GIVEN RECORDS:
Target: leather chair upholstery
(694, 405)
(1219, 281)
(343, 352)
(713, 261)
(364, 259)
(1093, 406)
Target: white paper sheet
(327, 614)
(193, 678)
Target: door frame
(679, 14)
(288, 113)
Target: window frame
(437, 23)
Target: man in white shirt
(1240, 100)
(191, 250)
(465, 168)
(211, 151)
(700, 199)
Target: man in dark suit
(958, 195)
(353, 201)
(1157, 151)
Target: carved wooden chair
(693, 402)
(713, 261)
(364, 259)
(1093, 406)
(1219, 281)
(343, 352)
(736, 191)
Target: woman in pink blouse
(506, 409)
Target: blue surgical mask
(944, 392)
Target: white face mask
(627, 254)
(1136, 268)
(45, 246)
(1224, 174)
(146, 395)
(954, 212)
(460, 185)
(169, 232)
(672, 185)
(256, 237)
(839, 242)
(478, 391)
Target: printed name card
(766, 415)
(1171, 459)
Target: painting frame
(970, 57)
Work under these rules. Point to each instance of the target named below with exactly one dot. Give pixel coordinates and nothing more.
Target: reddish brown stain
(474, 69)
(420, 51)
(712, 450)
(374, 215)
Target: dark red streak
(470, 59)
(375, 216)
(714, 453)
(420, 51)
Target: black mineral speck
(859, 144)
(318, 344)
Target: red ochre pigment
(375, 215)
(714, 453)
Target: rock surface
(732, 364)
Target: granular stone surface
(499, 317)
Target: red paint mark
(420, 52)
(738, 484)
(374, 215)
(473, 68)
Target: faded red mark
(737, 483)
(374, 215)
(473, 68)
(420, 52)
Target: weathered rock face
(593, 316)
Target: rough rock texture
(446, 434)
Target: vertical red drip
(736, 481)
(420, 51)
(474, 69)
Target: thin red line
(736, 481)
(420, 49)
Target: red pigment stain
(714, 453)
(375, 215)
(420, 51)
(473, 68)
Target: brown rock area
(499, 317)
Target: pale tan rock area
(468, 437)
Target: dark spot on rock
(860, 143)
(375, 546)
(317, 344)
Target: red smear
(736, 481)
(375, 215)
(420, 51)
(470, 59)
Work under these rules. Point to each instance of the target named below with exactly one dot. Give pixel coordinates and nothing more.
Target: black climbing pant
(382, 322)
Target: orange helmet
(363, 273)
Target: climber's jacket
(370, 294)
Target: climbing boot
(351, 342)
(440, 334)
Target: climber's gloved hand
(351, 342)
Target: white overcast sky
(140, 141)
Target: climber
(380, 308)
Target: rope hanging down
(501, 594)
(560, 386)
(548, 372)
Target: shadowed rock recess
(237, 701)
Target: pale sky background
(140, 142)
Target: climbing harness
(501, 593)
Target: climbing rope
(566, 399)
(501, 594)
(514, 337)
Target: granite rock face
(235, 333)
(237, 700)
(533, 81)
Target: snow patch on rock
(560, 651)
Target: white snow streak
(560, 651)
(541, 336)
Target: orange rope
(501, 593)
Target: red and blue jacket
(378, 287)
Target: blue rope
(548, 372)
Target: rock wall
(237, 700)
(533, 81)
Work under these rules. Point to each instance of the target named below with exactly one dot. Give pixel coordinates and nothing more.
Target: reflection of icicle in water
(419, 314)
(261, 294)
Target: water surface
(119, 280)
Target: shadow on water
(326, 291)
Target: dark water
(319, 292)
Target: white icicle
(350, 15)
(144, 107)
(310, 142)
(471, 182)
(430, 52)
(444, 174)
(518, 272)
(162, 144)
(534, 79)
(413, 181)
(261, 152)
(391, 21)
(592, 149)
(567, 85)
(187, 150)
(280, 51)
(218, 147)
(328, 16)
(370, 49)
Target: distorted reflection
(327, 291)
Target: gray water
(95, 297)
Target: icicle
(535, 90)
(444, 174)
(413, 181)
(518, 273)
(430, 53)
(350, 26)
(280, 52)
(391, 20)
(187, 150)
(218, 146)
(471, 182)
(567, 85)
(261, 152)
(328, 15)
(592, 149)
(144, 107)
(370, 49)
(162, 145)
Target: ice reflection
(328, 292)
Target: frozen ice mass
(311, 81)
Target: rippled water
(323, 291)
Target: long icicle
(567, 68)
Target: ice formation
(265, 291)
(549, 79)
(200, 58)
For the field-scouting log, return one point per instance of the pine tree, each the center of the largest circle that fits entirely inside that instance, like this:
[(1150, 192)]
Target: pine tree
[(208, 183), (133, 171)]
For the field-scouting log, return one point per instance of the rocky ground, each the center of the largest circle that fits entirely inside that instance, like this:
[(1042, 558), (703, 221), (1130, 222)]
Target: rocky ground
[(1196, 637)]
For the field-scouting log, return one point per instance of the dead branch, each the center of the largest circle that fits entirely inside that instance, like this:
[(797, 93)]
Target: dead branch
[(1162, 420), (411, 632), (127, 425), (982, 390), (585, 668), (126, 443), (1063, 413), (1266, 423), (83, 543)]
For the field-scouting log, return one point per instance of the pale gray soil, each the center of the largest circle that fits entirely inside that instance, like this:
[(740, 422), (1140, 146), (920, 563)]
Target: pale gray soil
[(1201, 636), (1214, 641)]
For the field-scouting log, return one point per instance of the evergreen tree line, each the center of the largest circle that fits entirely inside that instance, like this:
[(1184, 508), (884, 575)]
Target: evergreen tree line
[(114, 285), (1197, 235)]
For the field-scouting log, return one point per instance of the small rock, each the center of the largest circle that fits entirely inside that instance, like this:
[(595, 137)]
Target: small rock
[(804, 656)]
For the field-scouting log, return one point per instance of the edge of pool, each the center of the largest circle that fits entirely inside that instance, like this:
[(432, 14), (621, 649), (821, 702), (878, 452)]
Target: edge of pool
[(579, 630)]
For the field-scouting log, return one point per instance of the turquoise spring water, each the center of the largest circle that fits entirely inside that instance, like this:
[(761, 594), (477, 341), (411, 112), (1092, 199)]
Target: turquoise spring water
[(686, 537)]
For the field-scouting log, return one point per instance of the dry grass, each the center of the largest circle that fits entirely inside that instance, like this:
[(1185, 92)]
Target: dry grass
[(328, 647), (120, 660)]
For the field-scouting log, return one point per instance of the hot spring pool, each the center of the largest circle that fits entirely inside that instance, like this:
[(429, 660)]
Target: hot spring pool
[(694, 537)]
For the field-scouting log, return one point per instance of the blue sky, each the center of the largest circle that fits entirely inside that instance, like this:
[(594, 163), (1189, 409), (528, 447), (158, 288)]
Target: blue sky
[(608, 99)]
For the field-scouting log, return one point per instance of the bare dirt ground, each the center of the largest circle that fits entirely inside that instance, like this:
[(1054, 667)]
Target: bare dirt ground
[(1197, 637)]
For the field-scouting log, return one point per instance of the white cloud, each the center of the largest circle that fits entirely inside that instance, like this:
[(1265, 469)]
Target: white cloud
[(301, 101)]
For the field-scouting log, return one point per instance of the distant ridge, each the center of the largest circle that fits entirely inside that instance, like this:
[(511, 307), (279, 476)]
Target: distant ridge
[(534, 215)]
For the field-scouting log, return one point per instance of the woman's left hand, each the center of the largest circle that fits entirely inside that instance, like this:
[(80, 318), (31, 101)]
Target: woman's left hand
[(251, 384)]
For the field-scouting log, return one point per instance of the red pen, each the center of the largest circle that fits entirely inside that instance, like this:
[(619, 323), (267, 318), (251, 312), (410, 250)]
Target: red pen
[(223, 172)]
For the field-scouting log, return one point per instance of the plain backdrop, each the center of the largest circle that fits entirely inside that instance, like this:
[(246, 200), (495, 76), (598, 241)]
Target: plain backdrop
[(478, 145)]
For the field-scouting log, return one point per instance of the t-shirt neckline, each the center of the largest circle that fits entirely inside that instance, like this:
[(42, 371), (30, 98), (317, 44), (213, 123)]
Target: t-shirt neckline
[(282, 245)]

WRITTEN PROBLEM: Using the listing above, retype each line exactly.

TASK RESPONSE:
Target: leather chair upholstery
(694, 405)
(1219, 281)
(343, 352)
(713, 261)
(364, 259)
(1093, 406)
Target: white paper sheet
(327, 614)
(193, 678)
Target: door frame
(679, 14)
(288, 113)
Target: window frame
(437, 23)
Target: man in white shirt
(1240, 100)
(191, 250)
(465, 168)
(211, 151)
(700, 199)
Target: man in dark suit
(958, 195)
(353, 201)
(1157, 151)
Target: carved wooden chair
(693, 402)
(713, 261)
(364, 259)
(1093, 406)
(1219, 281)
(343, 352)
(736, 191)
Target: woman in pink blouse
(506, 409)
Target: blue surgical mask
(944, 392)
Target: white face mask
(627, 254)
(1136, 268)
(45, 246)
(1224, 174)
(146, 395)
(954, 212)
(460, 185)
(169, 232)
(672, 185)
(256, 237)
(839, 242)
(478, 391)
Target: printed name card
(766, 415)
(1171, 459)
Target: painting frame
(970, 57)
Work under these rules. Point to each instance of the target named below with exactly one dot. Give pixel coordinates and nothing more.
Target: reddish brown stain
(474, 69)
(420, 51)
(712, 450)
(374, 215)
Target: dark red streak
(470, 59)
(375, 216)
(714, 453)
(420, 51)
Target: black mineral speck
(859, 144)
(318, 344)
Target: red ochre pigment
(375, 215)
(714, 453)
Target: rock surface
(732, 364)
Target: granular stone surface
(499, 317)
Target: red paint mark
(420, 52)
(738, 484)
(374, 215)
(473, 68)
Target: faded red mark
(737, 483)
(374, 215)
(473, 68)
(420, 52)
Target: weathered rock face
(593, 316)
Target: rough rock texture
(446, 434)
Target: vertical red drip
(736, 481)
(420, 51)
(474, 69)
Target: thin red line
(736, 481)
(420, 49)
Target: red pigment stain
(714, 453)
(375, 215)
(420, 51)
(473, 68)
Target: brown rock area
(499, 317)
Target: pale tan rock area
(468, 437)
Target: dark spot on rock
(860, 143)
(375, 546)
(317, 344)
Target: red smear
(736, 481)
(375, 215)
(420, 51)
(470, 59)
Work under these rules. Point to each instance of the target named below with exactly one dot. Give pixel coordinates and nothing more.
Target: black climbing pant
(382, 322)
Target: orange helmet
(363, 273)
Target: climber's jacket
(370, 294)
Target: climbing boot
(351, 342)
(440, 334)
Target: climber's gloved hand
(351, 342)
Target: white overcast sky
(140, 141)
Target: climber
(380, 308)
Target: rope hanging down
(501, 594)
(560, 386)
(548, 372)
Target: shadowed rock recess
(237, 701)
Target: pale sky background
(140, 142)
Target: climbing harness
(501, 593)
Target: climbing rope
(566, 399)
(501, 594)
(514, 337)
Target: granite rock face
(235, 333)
(237, 700)
(533, 81)
Target: snow patch on rock
(560, 651)
Target: white snow streak
(560, 651)
(541, 336)
Target: orange rope
(501, 593)
Target: red and blue jacket
(378, 287)
Target: blue rope
(548, 372)
Target: rock wall
(237, 700)
(533, 81)
Work under these rules. Point to each instance of the target named below with exactly one dot. Give pixel coordinates and nothing more.
Target: reflection of icicle in water
(419, 314)
(261, 294)
Target: water surface
(119, 280)
Target: shadow on water
(326, 291)
Target: dark water
(319, 292)
Target: white icicle
(350, 15)
(144, 107)
(310, 142)
(471, 182)
(430, 52)
(444, 174)
(518, 272)
(162, 144)
(534, 79)
(413, 181)
(261, 152)
(391, 21)
(592, 149)
(567, 85)
(187, 150)
(280, 51)
(218, 147)
(328, 16)
(370, 49)
Target: distorted reflection
(327, 291)
Target: gray water
(95, 297)
Target: icicle
(535, 90)
(444, 174)
(413, 181)
(518, 273)
(430, 53)
(350, 26)
(280, 52)
(391, 20)
(187, 150)
(218, 146)
(471, 182)
(567, 85)
(261, 152)
(328, 15)
(592, 149)
(144, 107)
(370, 49)
(162, 145)
Target: ice reflection
(328, 292)
Target: frozen ice mass
(311, 81)
Target: rippled water
(323, 291)
Target: long icicle
(567, 68)
Target: ice formation
(265, 291)
(549, 79)
(200, 58)
For the field-scouting log, return one point per instance of the pine tree, each the center of the largest circle that fits entirely inside that instance, like this:
[(1150, 192)]
Target: pine tree
[(208, 183), (133, 171)]
For the field-scouting log, return one point per instance of the rocky ground, each the center of the largest circle that fits entirely inside that instance, like this:
[(1042, 558), (703, 221), (1130, 222)]
Target: rocky ground
[(1196, 637)]
For the field-scouting log, return one point per instance of the dead branch, each the center of the largest circle that fits entirely inside that instance, like this:
[(797, 93)]
Target: dead branch
[(1162, 420), (411, 632), (127, 425), (982, 390), (585, 668), (126, 443), (1063, 413), (1266, 423), (83, 543)]
For the field-scouting log, return one point per instance of the pale gray soil, each the center of the largest circle that fits entirely inside that instance, like this:
[(740, 422), (1140, 146), (920, 563)]
Target: pale gray soil
[(1201, 636), (1214, 641)]
For the field-scouting log, return one point per instance of the evergreen tree line, each the center of the largest circle that fits entirely inside that instance, like this:
[(1184, 508), (884, 575)]
Target: evergreen tree line
[(114, 285), (1197, 235)]
For the field-scouting log, return one point per instance of the small rock, each the center of the largest circle that fits entirely inside that instance, like this:
[(595, 137)]
Target: small rock
[(804, 656)]
For the field-scouting log, return one point per instance of the edge of pool, each the center of the largest circle that fits entirely inside that instance, like this:
[(432, 14), (621, 649), (821, 702), (878, 452)]
Target: edge of pool
[(579, 630)]
For the field-scouting log, return one point per instance of the turquoise spring water, each the center of the largest circle that fits entirely inside that instance, like this:
[(761, 594), (477, 341), (411, 112), (1092, 199)]
Target: turquoise spring water
[(686, 537)]
For the field-scouting log, return one point per instance of the dry grass, each the center of the largest circle that fits entirely inside that instance, like this:
[(1185, 92)]
Target: dry grass
[(328, 647), (120, 660)]
For the field-scouting log, return one point per instance of the hot spring pool, each the center of the largest circle that fits entirely inside that instance, like this:
[(429, 660)]
Target: hot spring pool
[(694, 537)]
For the field-scouting log, return one point per instance of the blue sky, each the center of the largest circle that fits entirely inside that instance, like this:
[(594, 163), (1189, 409), (528, 447), (158, 288)]
Target: blue sky
[(608, 99)]
For the field-scouting log, return one point per instance of the bare dirt ground, each the center of the largest circle that fits entirely inside that instance, like this:
[(1054, 667)]
Target: bare dirt ground
[(1197, 637)]
For the field-scouting log, return one point per instance of the white cloud, each the center of the largest circle that fits entirely inside that instance, like this:
[(1265, 469)]
Target: white cloud
[(301, 101)]
For the field-scouting log, return one point per instance of the distant ridge, each the center of the largest circle that fits entirely inside that instance, like this:
[(511, 307), (279, 476)]
Target: distant ridge
[(534, 215)]
For the field-scouting log, return one point per instance of the woman's left hand, each the center of the largest circle that fits entirely inside that instance, like this:
[(80, 318), (31, 101)]
Target: woman's left hand
[(251, 384)]
For the field-scouting log, return one point per instance of the red pen, each the center of the largest circle that fits entirely inside that instance, like this:
[(619, 323), (267, 318), (251, 312), (410, 250)]
Target: red pen
[(223, 172)]
For the field-scouting log, return one point per instance of the plain backdrop, each the center of the largest circle that fits entirely inside that instance, like this:
[(246, 200), (495, 76), (598, 241)]
Target: plain backdrop
[(478, 145)]
For the field-scouting log, return one point per instance of the t-shirt neckline, each the center of the largest circle that fits entirely inside that instance, like this:
[(42, 371), (30, 98), (317, 44), (213, 123)]
Target: t-shirt neckline
[(282, 245)]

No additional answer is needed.